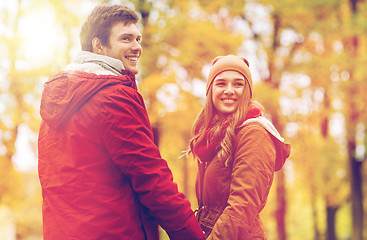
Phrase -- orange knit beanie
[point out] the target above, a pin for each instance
(229, 62)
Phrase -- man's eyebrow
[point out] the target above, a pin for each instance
(130, 35)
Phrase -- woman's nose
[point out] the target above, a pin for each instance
(229, 90)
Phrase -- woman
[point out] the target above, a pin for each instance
(238, 151)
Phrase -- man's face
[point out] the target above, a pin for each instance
(125, 45)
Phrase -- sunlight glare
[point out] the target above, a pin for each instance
(40, 35)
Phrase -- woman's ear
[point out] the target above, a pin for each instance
(97, 46)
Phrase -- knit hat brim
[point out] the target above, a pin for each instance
(229, 63)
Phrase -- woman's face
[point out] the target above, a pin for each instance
(228, 88)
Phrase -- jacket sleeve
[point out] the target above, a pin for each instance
(252, 176)
(129, 141)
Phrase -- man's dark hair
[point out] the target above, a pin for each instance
(100, 22)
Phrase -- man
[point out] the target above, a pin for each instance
(102, 177)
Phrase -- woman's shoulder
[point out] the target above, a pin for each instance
(260, 125)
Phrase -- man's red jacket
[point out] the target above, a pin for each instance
(102, 176)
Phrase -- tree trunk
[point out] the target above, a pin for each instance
(356, 193)
(280, 212)
(330, 216)
(314, 213)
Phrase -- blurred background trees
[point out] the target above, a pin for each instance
(308, 60)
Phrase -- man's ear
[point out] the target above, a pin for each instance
(97, 46)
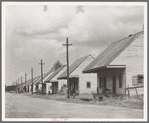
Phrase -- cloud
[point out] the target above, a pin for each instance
(104, 24)
(30, 20)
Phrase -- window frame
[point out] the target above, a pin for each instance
(89, 83)
(120, 81)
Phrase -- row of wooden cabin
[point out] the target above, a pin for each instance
(120, 65)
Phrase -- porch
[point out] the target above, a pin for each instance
(111, 80)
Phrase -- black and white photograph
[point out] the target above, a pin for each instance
(74, 61)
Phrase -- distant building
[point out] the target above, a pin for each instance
(39, 83)
(120, 65)
(52, 84)
(79, 82)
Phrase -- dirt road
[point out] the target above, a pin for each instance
(21, 106)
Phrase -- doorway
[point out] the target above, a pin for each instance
(114, 85)
(103, 84)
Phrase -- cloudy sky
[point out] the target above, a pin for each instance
(35, 32)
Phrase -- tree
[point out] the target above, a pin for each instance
(56, 65)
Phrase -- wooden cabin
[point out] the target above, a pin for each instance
(118, 64)
(80, 82)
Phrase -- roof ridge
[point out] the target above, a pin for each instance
(110, 53)
(126, 37)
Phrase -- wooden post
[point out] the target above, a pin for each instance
(136, 91)
(21, 83)
(25, 81)
(128, 92)
(68, 91)
(18, 84)
(32, 79)
(42, 75)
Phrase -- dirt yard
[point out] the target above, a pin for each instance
(29, 106)
(135, 102)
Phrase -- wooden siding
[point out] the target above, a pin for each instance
(83, 78)
(132, 57)
(109, 73)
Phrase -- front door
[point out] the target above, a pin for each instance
(114, 84)
(103, 82)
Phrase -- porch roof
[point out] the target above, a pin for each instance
==*==
• What to do: Nothing but the lines from the start of the records through the line holding "Phrase -- sunlight glare" should be printed, exactly as written and with the pictures left out.

• Result for this exercise:
Phrase -- orange knit beanie
[point out] the target above, a pin for each instance
(229, 62)
Phrase -- man's eyebrow
[point out] the target above, a pin for each instance
(130, 35)
Phrase -- woman's nose
[point out] the target above, a pin for each instance
(229, 90)
Phrase -- woman
[point out] the target above, a pin for each instance
(238, 151)
Phrase -- man's face
[point out] the target above, a pin for each instance
(125, 45)
Phrase -- sunlight glare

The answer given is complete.